**What you will do:**
Everything from the line containing "Practice. Identify the pink watering" through the last line of the records must be returned verbatim, and nothing outside that range.

**The input:**
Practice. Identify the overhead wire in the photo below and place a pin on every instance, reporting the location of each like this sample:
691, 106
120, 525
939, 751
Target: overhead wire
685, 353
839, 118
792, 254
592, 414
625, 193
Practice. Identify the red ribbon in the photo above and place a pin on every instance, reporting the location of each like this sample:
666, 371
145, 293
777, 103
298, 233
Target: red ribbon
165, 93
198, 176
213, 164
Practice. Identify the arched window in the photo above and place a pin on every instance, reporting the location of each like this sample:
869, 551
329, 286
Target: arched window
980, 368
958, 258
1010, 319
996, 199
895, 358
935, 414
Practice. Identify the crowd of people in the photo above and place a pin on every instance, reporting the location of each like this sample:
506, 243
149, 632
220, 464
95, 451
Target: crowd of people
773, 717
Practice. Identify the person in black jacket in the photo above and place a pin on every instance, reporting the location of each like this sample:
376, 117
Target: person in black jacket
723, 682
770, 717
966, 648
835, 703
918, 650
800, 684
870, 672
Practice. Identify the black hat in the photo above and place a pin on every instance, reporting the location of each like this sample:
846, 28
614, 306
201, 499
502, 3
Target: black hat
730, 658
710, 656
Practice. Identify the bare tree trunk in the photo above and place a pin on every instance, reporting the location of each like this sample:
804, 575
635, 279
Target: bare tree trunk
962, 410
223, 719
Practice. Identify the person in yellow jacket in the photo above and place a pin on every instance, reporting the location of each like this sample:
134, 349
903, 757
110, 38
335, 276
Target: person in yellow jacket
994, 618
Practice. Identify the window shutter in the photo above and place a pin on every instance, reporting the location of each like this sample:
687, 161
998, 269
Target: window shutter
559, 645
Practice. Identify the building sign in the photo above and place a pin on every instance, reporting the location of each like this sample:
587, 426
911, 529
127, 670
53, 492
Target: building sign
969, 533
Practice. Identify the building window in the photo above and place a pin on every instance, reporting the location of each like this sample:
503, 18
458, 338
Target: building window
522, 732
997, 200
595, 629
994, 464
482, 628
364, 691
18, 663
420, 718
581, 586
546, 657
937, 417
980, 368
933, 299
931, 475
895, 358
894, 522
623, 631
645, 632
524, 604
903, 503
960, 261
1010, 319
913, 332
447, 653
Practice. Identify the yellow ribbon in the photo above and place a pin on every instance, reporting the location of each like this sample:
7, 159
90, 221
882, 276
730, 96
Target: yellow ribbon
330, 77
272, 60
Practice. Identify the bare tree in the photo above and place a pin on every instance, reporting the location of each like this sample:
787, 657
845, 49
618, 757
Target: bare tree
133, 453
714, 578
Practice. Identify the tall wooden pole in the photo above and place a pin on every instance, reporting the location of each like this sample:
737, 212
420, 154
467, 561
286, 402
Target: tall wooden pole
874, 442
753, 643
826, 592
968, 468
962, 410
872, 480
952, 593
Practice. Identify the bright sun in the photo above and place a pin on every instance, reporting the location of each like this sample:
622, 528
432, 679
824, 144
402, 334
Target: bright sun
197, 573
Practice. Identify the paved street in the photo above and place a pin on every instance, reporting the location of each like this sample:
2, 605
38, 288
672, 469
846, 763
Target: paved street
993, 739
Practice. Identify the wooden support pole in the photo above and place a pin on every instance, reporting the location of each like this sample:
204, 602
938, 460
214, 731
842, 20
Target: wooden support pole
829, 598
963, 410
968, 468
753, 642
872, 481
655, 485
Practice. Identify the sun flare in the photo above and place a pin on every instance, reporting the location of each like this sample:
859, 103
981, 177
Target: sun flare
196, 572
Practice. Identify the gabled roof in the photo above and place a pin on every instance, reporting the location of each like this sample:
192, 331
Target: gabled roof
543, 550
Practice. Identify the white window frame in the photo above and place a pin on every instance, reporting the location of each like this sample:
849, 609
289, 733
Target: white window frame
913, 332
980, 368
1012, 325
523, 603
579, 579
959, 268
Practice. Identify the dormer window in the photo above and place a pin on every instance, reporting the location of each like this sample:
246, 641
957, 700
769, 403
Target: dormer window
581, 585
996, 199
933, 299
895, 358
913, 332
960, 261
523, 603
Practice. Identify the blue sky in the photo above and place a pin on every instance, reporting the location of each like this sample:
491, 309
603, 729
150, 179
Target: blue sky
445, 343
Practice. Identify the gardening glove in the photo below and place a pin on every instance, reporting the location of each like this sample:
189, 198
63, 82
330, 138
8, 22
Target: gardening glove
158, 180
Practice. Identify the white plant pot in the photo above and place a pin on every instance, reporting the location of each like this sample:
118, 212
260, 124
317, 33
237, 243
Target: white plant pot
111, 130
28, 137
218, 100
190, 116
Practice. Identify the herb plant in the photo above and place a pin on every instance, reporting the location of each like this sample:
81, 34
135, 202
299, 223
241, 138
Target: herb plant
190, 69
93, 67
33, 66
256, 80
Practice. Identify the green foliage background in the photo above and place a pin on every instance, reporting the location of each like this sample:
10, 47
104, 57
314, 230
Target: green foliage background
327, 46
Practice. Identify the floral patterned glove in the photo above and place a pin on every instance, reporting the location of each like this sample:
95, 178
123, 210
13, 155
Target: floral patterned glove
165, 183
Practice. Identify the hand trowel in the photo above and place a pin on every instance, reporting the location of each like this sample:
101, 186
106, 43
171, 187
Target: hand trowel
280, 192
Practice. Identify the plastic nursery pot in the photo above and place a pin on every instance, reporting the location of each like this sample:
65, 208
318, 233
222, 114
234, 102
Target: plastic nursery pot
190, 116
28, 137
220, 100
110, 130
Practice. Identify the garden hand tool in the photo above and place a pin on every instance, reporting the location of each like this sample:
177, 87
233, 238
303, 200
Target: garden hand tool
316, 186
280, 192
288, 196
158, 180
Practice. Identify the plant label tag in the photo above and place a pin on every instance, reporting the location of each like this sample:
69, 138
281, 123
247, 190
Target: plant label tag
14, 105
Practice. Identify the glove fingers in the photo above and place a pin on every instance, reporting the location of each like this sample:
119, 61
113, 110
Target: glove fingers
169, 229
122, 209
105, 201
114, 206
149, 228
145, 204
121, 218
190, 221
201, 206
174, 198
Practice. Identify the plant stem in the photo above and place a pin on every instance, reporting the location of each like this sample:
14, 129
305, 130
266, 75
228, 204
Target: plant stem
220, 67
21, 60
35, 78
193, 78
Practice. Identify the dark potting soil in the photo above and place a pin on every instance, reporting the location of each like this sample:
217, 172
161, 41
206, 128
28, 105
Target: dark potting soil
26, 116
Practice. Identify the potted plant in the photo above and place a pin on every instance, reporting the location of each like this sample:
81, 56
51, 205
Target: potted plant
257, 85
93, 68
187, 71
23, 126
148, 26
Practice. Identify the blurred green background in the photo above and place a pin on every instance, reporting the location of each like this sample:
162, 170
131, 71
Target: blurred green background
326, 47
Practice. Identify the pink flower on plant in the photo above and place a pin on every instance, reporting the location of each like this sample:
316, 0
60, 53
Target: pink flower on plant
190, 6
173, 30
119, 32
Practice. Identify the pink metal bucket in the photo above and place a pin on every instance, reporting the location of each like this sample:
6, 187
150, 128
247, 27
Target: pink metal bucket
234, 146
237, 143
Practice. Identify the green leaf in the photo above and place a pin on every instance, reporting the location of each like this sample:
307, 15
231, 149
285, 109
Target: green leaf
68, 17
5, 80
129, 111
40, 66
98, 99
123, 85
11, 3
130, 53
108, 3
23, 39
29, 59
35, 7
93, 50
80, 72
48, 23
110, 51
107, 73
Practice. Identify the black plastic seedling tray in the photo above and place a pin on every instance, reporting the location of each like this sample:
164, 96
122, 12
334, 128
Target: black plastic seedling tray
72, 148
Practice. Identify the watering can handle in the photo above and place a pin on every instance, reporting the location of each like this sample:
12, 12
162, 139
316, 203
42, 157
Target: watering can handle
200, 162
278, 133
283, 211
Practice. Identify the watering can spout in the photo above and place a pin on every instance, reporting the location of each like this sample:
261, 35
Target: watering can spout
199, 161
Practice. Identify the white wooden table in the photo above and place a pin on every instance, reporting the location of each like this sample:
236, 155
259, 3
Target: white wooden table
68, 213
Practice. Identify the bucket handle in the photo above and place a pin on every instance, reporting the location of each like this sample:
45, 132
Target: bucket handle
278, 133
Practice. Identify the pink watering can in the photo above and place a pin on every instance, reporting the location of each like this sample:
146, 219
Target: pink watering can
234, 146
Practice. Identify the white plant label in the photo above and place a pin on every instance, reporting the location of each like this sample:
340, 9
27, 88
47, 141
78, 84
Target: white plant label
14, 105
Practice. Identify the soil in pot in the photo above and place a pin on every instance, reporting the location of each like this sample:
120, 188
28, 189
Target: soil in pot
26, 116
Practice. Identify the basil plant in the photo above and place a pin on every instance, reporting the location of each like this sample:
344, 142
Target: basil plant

**Answer to this exercise:**
Practice. Identify the pink watering can in the photo above and place a pin on every instance, reporting the location of each like this sample:
146, 219
Target: pink watering can
234, 146
Practice. Identify the white plant label in the photo above and place a pin on every instance, reporting the location of each like this sample:
340, 9
27, 88
47, 141
78, 84
Target: white plant label
14, 105
Practice. Identify the soil in pot in the photo above and place a pin on every instance, reporting the location of each like this sample:
120, 188
28, 189
Target: soil in pot
26, 116
Practice. Identify the basil plant in the photo above and place a pin on every instance, reporting the location of each like this sample:
344, 142
Target: basil plant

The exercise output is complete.